### Records excerpted from a collection:

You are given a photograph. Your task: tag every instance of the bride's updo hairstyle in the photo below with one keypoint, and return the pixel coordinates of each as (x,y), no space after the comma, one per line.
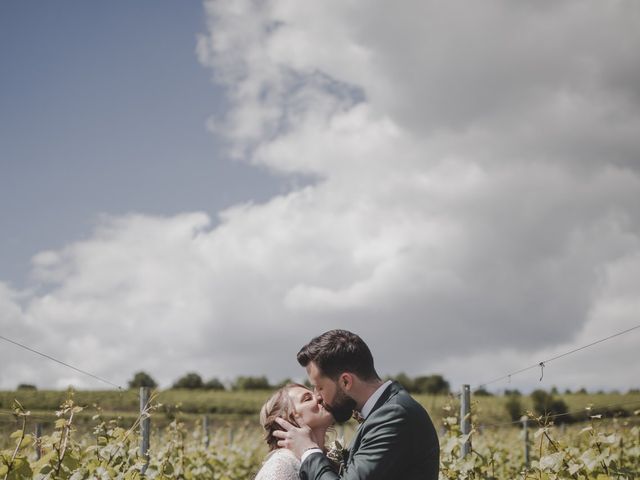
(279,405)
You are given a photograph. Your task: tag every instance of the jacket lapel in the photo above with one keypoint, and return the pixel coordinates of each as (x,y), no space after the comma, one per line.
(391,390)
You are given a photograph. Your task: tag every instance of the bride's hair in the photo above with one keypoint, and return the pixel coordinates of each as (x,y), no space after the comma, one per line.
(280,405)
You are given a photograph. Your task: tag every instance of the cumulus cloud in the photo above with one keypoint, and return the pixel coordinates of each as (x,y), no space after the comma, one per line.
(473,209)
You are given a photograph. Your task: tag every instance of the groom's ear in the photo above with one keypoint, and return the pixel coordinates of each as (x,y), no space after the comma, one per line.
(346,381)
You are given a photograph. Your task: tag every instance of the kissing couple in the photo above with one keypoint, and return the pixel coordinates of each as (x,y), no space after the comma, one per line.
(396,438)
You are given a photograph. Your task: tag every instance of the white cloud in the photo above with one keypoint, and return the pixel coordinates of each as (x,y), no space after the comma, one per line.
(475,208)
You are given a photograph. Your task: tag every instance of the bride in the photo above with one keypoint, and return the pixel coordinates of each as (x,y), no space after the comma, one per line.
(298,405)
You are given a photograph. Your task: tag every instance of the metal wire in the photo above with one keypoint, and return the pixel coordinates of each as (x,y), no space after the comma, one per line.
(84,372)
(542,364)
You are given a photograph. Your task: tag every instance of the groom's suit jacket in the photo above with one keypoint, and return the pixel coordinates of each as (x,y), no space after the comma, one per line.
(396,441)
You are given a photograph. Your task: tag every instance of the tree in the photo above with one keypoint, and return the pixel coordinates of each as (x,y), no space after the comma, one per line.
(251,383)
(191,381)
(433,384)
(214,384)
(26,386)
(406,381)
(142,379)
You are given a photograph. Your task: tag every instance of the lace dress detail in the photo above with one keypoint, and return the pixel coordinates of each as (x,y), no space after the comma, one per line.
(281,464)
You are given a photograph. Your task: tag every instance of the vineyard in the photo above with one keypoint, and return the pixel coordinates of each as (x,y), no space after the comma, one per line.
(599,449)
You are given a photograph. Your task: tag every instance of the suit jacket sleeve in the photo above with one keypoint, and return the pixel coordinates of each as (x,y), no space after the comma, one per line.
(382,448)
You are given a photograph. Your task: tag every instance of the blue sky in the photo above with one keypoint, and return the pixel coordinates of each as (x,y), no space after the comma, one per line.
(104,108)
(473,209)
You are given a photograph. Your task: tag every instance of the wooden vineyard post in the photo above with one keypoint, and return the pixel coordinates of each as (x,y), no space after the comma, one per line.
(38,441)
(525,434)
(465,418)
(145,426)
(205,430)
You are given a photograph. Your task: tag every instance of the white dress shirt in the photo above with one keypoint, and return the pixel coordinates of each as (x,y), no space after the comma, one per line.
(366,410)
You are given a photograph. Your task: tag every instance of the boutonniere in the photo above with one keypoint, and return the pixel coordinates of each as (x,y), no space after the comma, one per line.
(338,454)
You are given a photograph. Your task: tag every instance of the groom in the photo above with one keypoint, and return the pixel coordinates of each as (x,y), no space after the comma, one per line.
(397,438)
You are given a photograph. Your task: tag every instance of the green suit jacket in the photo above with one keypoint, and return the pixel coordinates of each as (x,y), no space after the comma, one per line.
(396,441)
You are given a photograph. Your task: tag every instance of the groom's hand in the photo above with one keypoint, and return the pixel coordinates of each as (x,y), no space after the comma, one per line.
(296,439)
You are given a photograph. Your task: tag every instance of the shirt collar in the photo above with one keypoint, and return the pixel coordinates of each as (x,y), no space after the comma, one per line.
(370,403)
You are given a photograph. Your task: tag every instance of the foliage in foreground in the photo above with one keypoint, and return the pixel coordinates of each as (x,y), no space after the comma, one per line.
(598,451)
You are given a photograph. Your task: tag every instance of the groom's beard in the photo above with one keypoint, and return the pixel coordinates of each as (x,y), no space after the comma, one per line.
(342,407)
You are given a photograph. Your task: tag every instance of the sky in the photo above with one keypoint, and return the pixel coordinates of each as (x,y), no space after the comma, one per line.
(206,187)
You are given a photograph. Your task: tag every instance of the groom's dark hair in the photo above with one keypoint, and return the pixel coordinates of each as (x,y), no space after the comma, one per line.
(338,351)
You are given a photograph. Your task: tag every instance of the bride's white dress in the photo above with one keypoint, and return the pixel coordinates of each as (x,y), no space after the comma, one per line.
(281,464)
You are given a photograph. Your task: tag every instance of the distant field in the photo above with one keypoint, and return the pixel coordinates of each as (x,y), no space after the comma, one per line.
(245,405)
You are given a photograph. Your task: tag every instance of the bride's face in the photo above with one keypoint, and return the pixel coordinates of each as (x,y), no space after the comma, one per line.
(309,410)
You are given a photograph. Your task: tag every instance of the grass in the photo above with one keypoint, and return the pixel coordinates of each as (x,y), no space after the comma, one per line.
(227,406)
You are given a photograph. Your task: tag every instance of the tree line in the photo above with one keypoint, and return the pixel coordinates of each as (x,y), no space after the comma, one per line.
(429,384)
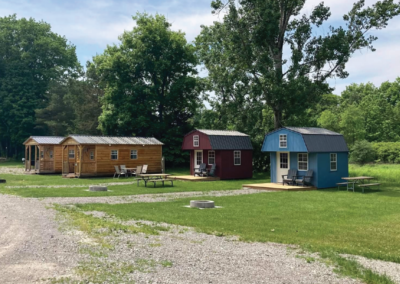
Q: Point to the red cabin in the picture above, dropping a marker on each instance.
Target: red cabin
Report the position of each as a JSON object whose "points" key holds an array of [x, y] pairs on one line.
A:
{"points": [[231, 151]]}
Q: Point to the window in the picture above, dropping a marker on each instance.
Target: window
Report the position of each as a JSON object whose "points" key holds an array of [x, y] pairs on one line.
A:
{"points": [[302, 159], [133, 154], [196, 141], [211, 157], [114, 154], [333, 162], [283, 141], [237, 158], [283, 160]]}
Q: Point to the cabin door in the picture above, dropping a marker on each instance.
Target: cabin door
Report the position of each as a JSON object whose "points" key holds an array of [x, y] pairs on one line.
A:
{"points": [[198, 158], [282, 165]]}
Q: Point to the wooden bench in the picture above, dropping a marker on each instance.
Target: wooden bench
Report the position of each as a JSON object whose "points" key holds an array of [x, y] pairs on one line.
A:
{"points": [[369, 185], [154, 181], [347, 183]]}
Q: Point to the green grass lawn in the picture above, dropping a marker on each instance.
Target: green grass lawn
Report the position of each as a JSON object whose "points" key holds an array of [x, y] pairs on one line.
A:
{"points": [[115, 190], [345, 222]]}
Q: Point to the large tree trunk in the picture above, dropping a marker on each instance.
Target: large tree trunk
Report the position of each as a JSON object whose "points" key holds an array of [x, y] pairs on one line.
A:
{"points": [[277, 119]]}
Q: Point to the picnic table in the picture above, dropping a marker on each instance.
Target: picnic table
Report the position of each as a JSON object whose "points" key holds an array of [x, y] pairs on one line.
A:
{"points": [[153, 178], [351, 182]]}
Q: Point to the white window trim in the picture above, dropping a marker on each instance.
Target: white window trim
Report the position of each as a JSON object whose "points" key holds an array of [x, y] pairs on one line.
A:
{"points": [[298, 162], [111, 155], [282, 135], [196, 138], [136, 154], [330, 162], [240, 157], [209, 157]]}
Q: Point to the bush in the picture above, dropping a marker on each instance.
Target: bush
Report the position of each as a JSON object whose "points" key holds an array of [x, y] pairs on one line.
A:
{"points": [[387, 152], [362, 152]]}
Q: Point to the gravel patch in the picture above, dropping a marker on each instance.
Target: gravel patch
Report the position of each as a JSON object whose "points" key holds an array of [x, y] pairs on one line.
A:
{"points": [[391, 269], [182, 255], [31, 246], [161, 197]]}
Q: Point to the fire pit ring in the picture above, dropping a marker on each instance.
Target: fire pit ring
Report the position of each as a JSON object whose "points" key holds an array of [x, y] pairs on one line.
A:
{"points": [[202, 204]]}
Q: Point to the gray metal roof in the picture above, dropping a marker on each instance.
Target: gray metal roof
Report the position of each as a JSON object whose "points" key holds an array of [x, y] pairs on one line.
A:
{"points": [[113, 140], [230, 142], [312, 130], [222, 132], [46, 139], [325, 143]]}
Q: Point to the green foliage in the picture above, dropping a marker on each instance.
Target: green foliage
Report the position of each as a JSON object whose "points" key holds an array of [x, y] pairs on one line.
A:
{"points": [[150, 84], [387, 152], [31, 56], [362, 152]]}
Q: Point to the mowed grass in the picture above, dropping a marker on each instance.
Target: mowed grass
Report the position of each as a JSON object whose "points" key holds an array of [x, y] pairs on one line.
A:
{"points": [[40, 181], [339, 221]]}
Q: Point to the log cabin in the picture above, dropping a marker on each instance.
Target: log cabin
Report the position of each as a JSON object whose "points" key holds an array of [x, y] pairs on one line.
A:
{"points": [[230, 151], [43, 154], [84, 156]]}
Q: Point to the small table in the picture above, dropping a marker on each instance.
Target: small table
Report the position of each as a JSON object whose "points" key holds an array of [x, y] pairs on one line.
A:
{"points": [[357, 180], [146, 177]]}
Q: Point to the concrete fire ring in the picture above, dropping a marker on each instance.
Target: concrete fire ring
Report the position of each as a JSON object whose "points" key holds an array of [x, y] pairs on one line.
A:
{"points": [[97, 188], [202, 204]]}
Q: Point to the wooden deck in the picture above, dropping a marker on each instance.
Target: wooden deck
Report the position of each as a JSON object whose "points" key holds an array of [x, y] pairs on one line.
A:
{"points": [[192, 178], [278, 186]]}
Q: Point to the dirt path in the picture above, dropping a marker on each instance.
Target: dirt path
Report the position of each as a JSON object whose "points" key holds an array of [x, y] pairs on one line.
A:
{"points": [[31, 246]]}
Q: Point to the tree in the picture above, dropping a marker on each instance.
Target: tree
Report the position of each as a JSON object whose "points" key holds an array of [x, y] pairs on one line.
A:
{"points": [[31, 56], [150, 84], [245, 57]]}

* * *

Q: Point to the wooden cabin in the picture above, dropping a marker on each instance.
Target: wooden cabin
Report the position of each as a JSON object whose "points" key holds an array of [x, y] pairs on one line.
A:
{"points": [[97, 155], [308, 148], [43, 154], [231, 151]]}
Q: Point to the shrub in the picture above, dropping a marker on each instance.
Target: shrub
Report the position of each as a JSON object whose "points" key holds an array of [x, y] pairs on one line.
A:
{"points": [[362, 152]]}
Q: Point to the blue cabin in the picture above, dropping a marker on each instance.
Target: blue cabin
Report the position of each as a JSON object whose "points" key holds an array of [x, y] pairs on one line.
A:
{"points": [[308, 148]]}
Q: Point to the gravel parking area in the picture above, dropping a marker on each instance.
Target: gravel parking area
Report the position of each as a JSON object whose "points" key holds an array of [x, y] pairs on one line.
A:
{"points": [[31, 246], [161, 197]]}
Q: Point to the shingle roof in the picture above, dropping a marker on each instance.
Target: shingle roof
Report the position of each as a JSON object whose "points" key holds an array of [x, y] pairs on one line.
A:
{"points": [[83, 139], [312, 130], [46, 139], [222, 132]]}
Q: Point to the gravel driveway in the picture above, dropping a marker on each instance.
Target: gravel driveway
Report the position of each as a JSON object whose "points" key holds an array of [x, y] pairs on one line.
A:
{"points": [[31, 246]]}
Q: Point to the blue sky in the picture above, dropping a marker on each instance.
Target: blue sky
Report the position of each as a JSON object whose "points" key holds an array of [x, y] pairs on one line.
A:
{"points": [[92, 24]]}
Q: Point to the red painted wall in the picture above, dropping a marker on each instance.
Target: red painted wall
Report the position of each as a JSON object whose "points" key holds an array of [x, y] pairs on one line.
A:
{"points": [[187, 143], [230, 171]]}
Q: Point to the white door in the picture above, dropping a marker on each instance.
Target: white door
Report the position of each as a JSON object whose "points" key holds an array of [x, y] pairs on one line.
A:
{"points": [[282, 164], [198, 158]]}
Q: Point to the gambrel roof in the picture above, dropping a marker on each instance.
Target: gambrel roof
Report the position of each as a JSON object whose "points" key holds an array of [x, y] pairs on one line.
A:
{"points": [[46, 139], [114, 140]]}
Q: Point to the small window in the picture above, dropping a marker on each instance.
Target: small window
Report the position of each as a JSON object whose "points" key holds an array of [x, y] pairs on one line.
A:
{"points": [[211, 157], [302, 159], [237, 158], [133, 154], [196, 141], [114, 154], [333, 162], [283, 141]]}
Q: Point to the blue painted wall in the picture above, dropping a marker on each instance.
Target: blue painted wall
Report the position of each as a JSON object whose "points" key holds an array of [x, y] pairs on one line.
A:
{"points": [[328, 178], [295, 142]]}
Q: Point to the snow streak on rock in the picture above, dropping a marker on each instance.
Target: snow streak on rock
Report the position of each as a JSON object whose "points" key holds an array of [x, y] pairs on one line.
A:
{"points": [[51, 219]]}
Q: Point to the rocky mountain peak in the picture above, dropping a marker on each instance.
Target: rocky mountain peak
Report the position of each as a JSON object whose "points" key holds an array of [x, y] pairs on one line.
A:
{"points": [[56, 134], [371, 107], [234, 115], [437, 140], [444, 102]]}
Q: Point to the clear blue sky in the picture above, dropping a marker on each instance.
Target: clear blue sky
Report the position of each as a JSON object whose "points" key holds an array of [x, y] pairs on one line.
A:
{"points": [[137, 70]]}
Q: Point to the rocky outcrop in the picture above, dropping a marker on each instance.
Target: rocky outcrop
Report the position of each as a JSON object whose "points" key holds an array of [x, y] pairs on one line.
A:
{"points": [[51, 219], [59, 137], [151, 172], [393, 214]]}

### REQUIREMENT:
Your answer must consist solely of the lines above between the line holding "Target: large tree trunk" and the line holding "Target: gray metal roof", inclusive, copied exactly.

### OUTPUT:
Target: large tree trunk
Report the position of each as a JSON object whose "points" key holds an array of [x, y] pairs on one line.
A:
{"points": [[277, 119]]}
Q: Point to the picnic table in the picture above, dropping a marker on each instance.
Target: picnic table
Report the position of each as a JSON object whose "points" key holds an array of [x, y] pairs on one line.
A:
{"points": [[153, 178], [351, 182]]}
Q: Point to the white window trim in the picture above, dropping a marker on each instance.
Target: white window trim
Report the position of each as a JSON object whose "points" key holds an array of [x, y] pairs on one line.
A:
{"points": [[298, 162], [111, 155], [282, 135], [196, 138], [136, 154], [330, 162], [240, 157], [209, 157]]}
Q: Point to the bush in the picture above, dropping a marker on each instance.
Target: bush
Report the position of each as a JSON object whose "points" key holds an array of [x, y] pairs on one line.
A:
{"points": [[387, 152], [362, 152]]}
Q: Point to the gravel patch in the picture above, dropping a marker on each instance.
Target: gravel patch
Report the position of each as a JSON object whose "points" key holds an array of [x, y] pairs on one line.
A:
{"points": [[391, 269], [182, 255], [31, 246], [161, 197]]}
Q: Point to the fire pit ring in the picture above, dropping a marker on each instance.
Target: fire pit ring
Report the position of each as a JSON object whose "points" key holds an array of [x, y] pairs on one line.
A:
{"points": [[202, 204]]}
Q: Point to the gray metal roof in the picture above, dropping a marker on each instance.
Target: gray metal roof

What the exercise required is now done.